*Required task*
Please update the records starting at the line that contains "Indicate every instance of the person" and ending at the line that contains "Target: person in orange vest" by replacing "orange vest" with "yellow vest" and leaving everything else unchanged. Return only those lines.

*Data to process*
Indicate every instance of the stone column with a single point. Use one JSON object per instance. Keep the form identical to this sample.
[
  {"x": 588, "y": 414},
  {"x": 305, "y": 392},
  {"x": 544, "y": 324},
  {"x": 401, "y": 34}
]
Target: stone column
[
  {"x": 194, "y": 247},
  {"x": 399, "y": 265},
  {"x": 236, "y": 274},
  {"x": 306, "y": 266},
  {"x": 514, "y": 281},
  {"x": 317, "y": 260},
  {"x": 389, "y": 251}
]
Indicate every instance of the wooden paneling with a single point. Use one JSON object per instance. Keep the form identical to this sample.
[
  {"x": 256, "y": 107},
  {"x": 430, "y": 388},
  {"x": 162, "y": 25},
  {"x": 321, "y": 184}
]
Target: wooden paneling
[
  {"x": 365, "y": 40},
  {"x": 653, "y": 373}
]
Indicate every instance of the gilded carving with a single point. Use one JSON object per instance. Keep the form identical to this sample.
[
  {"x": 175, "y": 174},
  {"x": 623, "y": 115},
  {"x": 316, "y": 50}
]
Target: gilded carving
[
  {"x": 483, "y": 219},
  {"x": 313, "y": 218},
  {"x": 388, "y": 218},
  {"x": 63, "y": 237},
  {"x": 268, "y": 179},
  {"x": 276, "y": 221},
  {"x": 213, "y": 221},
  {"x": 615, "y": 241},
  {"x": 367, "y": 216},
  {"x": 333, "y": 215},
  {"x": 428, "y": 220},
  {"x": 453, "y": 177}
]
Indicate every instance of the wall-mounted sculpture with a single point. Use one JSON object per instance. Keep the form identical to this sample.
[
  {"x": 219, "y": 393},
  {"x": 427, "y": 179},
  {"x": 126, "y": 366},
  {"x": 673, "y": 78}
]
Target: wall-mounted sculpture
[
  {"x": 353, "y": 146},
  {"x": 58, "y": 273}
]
==
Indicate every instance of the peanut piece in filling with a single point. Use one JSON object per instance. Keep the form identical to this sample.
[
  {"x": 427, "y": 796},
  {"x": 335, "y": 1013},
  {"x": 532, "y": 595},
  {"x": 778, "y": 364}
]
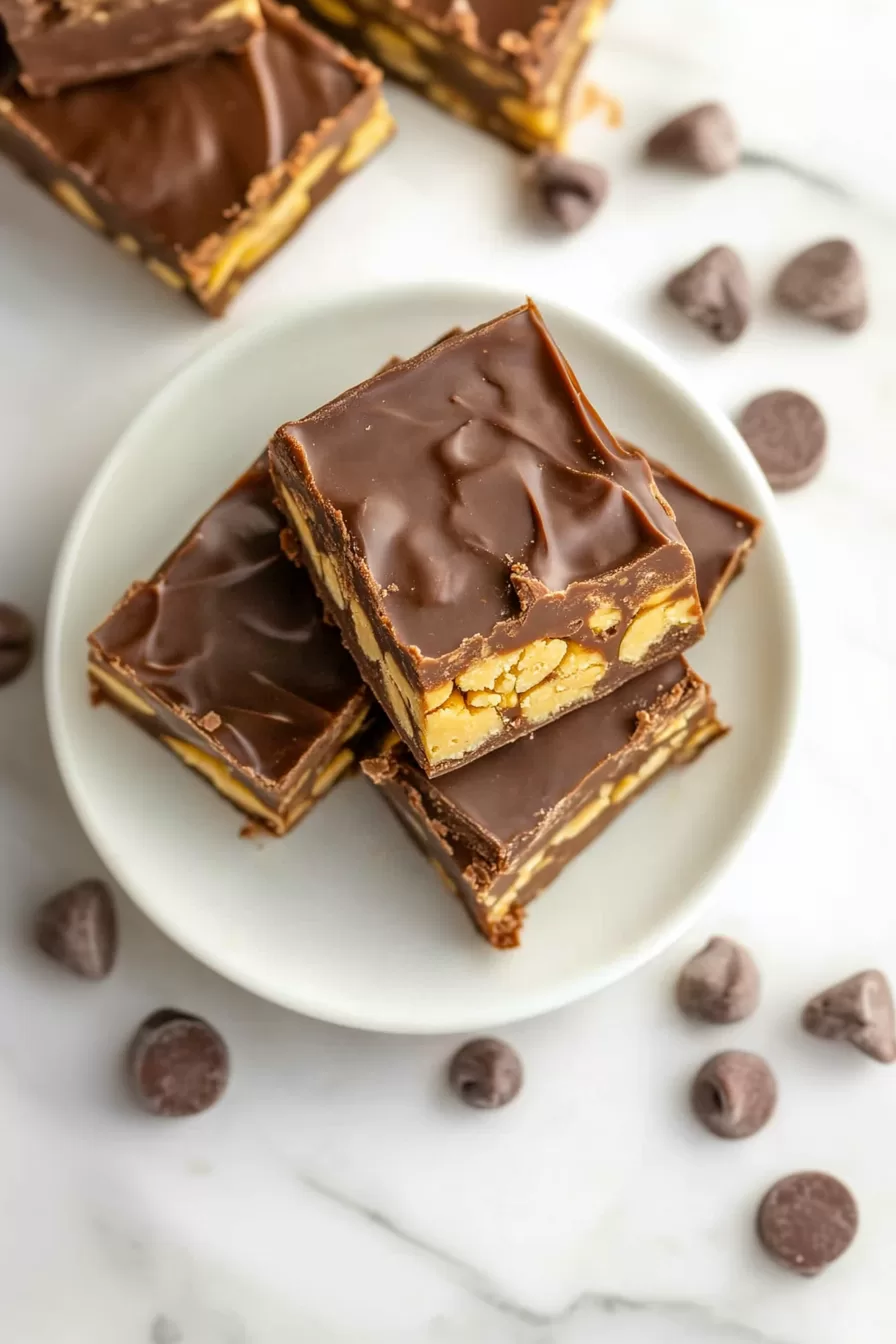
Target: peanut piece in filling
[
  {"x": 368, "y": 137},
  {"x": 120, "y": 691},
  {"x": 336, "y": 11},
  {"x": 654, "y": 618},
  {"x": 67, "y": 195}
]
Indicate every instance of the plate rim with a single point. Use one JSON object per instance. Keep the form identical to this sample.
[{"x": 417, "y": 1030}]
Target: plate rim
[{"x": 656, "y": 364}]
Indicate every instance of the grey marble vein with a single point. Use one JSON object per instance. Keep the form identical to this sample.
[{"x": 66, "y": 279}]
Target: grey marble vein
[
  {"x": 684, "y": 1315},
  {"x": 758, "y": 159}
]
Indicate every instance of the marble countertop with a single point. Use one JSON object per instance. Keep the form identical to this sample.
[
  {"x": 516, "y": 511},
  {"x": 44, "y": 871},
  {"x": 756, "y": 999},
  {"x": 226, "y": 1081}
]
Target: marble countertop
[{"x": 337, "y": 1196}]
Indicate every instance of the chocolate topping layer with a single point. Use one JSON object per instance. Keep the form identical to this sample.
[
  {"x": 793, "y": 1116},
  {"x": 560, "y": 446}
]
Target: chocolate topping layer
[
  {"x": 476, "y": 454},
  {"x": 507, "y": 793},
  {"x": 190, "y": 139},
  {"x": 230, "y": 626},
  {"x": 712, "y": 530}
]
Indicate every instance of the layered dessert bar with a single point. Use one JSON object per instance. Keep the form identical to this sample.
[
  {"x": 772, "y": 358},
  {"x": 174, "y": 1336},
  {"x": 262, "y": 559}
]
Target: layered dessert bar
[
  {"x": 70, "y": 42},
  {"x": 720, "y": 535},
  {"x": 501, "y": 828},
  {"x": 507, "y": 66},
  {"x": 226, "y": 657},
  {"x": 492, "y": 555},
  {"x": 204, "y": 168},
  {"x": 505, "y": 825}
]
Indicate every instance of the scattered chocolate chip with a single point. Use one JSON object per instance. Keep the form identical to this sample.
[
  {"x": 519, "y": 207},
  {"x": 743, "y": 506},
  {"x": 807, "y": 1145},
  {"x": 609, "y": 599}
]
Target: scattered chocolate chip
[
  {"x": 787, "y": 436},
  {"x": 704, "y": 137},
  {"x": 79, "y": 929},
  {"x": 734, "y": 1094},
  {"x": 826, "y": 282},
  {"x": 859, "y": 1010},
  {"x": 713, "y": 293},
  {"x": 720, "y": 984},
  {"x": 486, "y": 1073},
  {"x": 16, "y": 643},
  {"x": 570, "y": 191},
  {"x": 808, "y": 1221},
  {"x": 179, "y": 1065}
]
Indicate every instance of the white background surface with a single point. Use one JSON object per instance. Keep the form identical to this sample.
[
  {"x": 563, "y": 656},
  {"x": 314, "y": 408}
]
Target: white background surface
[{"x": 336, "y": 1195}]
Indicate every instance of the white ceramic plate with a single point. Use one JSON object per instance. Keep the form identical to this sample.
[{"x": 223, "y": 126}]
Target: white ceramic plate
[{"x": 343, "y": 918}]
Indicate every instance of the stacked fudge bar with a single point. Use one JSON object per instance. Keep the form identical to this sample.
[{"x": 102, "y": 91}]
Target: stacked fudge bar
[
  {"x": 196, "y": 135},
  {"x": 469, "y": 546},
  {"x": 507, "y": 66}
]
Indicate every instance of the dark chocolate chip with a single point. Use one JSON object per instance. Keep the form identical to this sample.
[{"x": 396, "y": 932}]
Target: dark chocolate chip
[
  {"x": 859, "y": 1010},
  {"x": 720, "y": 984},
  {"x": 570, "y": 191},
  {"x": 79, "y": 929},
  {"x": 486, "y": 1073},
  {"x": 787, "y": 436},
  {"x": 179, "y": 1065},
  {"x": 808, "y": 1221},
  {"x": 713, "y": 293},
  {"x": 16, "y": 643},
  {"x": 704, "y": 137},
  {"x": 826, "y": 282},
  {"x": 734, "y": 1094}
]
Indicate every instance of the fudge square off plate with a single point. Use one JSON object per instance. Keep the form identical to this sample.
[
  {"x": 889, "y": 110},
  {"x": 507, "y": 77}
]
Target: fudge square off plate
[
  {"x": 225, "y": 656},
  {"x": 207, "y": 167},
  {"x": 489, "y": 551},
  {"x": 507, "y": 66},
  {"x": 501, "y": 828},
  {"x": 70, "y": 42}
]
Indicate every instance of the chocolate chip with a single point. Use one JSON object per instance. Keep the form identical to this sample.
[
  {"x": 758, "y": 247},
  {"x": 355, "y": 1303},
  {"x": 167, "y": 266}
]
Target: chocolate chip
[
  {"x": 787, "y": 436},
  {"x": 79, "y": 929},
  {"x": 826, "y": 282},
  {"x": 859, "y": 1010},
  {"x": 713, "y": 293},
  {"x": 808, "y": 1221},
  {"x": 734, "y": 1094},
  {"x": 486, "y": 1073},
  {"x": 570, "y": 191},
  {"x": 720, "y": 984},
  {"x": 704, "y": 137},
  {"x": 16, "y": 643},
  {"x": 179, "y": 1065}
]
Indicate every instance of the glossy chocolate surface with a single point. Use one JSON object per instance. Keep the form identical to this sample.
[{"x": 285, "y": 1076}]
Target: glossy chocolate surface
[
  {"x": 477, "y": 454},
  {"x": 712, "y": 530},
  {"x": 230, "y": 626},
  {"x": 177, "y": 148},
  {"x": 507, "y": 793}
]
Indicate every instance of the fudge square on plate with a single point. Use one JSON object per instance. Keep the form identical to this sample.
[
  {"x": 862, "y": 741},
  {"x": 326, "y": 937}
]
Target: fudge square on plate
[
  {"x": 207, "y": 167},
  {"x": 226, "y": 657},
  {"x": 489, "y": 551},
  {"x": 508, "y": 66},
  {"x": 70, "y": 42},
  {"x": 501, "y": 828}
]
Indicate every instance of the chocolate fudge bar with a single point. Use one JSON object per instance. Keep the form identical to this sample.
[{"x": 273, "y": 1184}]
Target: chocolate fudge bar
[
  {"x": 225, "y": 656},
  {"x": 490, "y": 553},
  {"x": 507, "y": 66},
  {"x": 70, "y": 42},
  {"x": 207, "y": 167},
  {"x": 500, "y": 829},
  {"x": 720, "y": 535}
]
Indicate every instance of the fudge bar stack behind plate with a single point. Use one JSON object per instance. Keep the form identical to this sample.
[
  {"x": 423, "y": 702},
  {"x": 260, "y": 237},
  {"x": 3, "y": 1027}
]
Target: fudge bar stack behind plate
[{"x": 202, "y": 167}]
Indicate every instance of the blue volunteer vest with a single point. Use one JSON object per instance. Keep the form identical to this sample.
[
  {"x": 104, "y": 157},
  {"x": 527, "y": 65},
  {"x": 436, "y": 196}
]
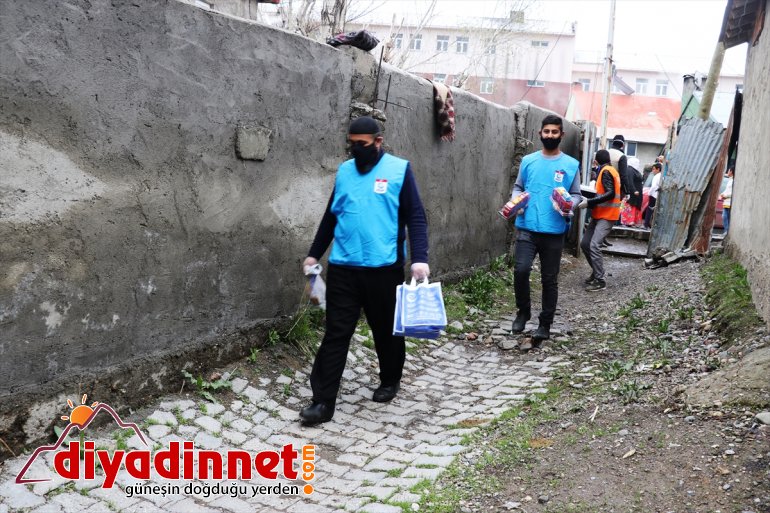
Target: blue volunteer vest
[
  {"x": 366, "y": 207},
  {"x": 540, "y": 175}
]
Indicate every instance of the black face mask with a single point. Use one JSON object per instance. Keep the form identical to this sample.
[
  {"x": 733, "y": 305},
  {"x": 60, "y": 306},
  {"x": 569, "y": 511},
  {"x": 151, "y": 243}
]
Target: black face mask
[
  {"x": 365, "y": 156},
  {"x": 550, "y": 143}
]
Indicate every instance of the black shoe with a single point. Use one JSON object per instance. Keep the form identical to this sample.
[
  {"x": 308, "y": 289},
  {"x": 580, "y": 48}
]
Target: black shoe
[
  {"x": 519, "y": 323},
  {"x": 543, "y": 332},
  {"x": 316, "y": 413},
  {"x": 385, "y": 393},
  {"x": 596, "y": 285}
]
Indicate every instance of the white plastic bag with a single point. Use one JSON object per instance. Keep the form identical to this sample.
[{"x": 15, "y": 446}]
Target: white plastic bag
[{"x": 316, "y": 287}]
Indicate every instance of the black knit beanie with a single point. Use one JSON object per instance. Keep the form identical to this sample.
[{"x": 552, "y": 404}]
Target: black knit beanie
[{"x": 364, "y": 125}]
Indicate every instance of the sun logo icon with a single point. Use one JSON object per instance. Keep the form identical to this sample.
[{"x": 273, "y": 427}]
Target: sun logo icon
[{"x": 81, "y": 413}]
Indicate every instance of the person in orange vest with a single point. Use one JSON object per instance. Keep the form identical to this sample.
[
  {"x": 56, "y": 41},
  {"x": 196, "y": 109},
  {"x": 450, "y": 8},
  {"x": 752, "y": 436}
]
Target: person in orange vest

*Task output*
Indicate every instance of the person in yellow vest with a single point. Use one JSON object per instance. Keep the form identical to this sample.
[
  {"x": 56, "y": 41},
  {"x": 196, "y": 109},
  {"x": 450, "y": 8},
  {"x": 752, "y": 436}
]
Target: person in yellow vest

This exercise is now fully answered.